* WORK TO DO *
Output, as a JSON list of strings with one string per line and blank lines omitted, the stretch of the entries below from the line containing "Target: airplane wing" through the end of the entries, both ends included.

-- START OF GIVEN ENTRIES --

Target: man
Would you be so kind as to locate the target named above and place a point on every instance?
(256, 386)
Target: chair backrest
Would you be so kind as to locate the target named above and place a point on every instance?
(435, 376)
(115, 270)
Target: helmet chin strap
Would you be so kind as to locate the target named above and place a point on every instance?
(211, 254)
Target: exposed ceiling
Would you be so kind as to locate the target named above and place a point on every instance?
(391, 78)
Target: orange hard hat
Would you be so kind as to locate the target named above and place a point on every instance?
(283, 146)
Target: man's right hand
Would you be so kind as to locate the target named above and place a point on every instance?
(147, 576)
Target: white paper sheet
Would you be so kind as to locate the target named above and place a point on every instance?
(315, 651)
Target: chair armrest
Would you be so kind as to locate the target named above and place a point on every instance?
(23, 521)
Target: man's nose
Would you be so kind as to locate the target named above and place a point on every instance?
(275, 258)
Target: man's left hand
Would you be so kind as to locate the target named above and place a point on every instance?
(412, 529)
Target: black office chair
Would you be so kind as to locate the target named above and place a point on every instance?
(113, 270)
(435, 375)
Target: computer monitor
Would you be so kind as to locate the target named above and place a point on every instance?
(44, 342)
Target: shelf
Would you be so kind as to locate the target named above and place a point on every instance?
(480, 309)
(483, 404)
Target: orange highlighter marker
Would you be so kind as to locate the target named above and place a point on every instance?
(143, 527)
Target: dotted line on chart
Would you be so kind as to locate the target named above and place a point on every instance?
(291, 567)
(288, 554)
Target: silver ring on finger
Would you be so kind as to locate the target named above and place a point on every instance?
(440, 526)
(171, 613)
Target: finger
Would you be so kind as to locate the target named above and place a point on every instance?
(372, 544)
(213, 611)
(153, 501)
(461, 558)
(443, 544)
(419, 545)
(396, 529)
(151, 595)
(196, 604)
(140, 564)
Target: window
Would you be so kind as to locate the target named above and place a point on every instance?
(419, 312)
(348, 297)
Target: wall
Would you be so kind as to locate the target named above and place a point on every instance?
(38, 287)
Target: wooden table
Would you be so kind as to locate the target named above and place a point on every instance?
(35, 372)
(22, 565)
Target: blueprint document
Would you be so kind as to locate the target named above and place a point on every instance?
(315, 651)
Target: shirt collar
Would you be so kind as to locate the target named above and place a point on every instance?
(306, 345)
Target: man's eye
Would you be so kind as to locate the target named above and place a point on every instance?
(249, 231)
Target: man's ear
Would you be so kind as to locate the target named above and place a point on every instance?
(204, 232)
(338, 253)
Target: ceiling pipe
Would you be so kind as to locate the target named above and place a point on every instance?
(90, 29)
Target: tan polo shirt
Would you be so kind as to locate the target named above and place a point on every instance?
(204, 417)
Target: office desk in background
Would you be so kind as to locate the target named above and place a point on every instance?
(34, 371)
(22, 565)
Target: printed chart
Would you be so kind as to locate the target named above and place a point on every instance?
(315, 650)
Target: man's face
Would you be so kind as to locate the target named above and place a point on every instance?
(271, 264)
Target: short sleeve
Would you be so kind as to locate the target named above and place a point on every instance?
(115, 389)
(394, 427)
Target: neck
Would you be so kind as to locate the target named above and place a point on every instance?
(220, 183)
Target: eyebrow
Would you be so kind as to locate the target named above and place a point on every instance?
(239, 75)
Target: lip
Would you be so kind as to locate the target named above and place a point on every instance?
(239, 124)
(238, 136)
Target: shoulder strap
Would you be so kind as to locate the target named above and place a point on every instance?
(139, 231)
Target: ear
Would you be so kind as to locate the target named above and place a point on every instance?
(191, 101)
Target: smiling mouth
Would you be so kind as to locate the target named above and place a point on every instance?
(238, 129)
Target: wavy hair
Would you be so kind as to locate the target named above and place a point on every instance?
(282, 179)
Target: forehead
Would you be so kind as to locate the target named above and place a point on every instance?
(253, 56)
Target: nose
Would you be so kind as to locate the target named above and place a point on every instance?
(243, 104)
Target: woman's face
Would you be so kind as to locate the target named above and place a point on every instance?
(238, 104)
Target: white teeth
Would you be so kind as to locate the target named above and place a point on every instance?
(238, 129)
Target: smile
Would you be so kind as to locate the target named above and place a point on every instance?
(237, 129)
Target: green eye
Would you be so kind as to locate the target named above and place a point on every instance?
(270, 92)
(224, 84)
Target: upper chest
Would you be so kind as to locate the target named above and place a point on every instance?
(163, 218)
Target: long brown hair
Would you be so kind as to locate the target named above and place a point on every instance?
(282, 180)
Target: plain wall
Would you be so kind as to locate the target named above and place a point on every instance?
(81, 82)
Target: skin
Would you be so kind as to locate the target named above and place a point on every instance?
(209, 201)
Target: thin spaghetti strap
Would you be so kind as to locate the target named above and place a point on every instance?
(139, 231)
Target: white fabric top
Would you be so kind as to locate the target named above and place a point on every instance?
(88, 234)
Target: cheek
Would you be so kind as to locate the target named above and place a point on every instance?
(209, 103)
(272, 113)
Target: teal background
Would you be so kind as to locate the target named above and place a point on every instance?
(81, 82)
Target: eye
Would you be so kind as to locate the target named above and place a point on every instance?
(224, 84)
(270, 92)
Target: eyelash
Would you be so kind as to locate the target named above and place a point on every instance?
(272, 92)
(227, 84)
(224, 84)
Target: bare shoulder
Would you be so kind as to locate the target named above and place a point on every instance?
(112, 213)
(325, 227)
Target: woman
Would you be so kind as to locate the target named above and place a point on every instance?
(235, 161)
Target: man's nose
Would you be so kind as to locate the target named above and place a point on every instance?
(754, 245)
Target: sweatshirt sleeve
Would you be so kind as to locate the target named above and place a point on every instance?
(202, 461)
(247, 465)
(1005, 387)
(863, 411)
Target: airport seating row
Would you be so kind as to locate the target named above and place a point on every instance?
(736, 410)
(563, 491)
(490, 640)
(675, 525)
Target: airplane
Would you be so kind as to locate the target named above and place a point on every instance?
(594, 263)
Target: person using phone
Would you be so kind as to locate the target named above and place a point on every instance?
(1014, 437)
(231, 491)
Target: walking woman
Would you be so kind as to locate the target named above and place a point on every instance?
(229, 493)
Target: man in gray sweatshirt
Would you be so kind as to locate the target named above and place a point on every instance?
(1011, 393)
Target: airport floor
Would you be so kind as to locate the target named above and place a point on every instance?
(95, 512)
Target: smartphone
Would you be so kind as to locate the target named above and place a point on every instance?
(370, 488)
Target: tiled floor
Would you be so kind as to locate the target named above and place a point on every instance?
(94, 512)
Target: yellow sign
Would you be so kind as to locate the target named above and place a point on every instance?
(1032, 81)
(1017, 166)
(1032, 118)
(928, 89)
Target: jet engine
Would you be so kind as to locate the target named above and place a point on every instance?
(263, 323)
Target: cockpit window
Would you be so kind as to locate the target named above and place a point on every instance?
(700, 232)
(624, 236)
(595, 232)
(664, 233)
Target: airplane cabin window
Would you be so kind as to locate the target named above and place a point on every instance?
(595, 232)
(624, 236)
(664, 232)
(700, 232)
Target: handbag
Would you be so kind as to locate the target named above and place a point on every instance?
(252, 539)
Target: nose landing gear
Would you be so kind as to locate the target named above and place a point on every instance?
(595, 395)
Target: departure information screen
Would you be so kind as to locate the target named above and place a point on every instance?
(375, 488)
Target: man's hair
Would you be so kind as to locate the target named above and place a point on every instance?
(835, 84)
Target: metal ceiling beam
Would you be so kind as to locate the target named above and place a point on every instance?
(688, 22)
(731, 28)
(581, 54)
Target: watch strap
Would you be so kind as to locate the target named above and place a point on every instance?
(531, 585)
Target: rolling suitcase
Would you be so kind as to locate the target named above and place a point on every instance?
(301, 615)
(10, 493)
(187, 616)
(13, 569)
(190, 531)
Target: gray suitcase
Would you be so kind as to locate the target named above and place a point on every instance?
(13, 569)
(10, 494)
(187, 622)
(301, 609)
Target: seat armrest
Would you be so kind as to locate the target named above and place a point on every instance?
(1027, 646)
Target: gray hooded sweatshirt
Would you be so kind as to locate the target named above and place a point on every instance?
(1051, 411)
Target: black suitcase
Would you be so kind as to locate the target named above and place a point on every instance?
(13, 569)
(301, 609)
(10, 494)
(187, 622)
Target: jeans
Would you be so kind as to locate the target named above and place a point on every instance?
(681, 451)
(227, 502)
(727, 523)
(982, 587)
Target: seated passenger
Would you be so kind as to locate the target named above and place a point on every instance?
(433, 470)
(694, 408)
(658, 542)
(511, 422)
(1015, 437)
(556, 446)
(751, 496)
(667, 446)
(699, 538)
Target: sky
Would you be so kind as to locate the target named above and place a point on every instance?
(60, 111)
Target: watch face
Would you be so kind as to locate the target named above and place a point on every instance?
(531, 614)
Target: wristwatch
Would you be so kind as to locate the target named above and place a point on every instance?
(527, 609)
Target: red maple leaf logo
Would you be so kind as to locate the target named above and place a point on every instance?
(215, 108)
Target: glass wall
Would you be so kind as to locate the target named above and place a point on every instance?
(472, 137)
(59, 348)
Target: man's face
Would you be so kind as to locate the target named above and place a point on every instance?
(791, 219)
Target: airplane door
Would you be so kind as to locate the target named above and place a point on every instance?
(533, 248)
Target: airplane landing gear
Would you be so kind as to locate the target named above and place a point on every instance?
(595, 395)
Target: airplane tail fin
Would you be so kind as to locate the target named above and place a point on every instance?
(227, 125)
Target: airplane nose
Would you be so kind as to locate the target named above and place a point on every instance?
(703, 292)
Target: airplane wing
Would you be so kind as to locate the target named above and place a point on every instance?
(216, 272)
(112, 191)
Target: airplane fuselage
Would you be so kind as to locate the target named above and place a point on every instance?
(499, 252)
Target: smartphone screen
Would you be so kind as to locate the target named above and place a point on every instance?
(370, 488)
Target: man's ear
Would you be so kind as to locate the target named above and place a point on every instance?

-- END OF GIVEN ENTRIES --

* EXERCISE ANSWER *
[
  "Target: airplane wing",
  "Would you be so kind as to locate the target named above and place a point on every instance?",
  "(216, 272)",
  "(112, 191)",
  "Target: airplane fuselage",
  "Would you be so kind as to locate the target named above and place a point on every instance?",
  "(499, 252)",
  "Target: smartphone screen",
  "Would you be so kind as to locate the target named above and place a point on every instance?",
  "(370, 488)",
  "Target: man's ear",
  "Would you be so kind as to locate the target named above and place a point on every instance?"
]